#### [Data provided]
· · ·

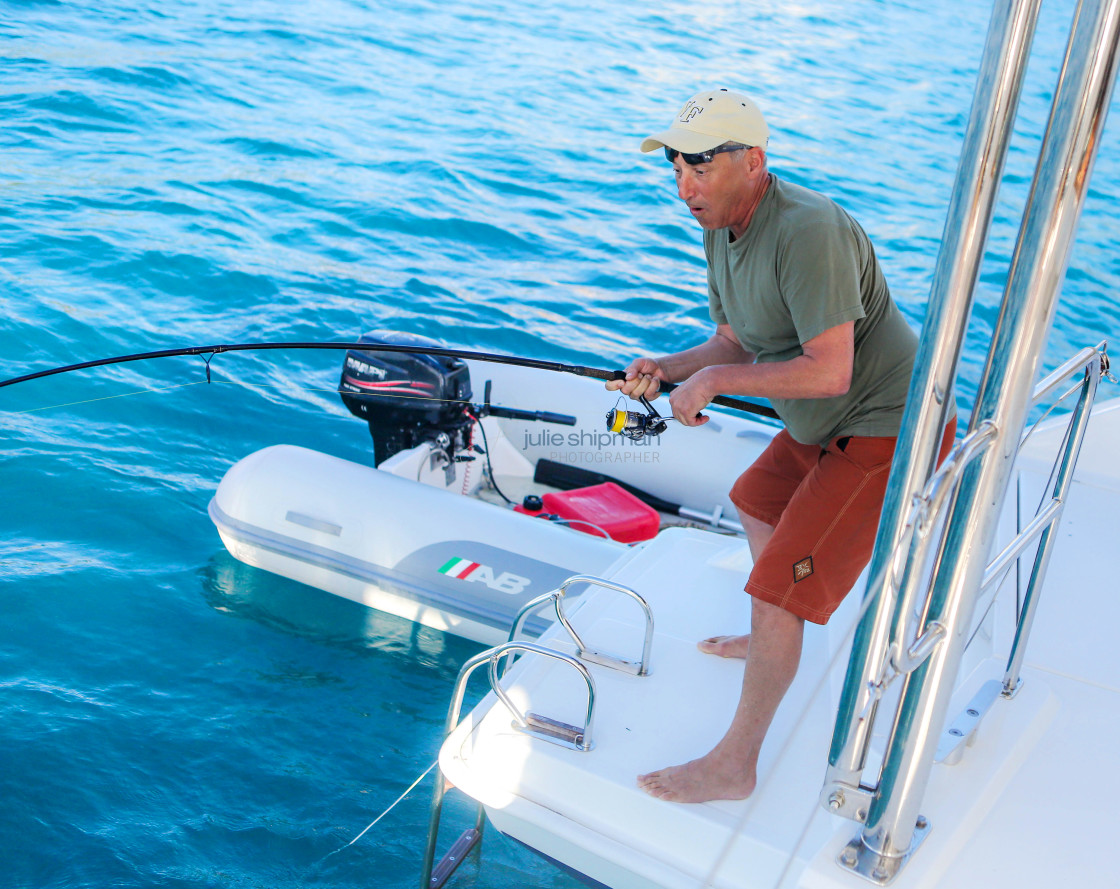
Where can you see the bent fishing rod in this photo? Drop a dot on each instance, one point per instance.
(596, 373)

· · ·

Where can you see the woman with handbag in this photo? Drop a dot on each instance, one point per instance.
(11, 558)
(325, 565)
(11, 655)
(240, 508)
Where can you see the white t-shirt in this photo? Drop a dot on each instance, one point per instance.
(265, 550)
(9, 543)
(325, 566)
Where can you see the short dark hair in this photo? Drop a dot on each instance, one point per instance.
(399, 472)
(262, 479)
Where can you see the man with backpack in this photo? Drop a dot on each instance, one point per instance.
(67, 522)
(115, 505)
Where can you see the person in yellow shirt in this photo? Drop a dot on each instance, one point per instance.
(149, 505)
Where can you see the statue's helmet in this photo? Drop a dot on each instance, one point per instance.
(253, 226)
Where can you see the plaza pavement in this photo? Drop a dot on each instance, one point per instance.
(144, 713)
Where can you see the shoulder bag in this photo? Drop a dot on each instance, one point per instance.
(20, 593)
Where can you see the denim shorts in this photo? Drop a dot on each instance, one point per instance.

· · ·

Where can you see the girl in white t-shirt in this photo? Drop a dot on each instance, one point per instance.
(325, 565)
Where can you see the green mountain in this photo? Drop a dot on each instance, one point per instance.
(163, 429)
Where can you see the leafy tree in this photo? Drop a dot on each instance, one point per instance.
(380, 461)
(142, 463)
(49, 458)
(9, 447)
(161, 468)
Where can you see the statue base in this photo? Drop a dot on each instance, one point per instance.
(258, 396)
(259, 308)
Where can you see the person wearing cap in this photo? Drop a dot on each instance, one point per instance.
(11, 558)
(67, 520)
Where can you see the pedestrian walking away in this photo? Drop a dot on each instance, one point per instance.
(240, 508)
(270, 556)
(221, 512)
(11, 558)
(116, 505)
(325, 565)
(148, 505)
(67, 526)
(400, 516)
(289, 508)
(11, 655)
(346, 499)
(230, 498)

· · ·

In the listing above, find the line with "Where can you see the white" and the line with "Where can you see the denim"; set down exactly those two lines and every line between them, nothing more.

#### [Result for this exercise]
Where can you see the white t-shirt in this photo? Drop a dot on each instance, one point per instance.
(265, 550)
(9, 543)
(325, 566)
Where can you see the short dark hair in this photo? Drop a dot on each instance, one point per instance.
(399, 472)
(262, 479)
Where can you see the man with backpack in this photo? Drop a dot on each instance, one point per instance.
(67, 522)
(115, 505)
Where can you see the person in yellow shirt in this photo? Drop a dot on each instance, one point per instance.
(149, 505)
Where can you see the statue's helmet in this photo? Drop a dot on each instance, one point per instance.
(253, 226)
Where can you see the plaza pavement in this photo? Drop a dot on each instance, one point per instance.
(144, 713)
Where can you see the shoulder bag in this photo? Drop a dot on each instance, one point per instance.
(20, 593)
Where can you see the denim shorts in this photo? Drop a dot on each instance, one point per instance.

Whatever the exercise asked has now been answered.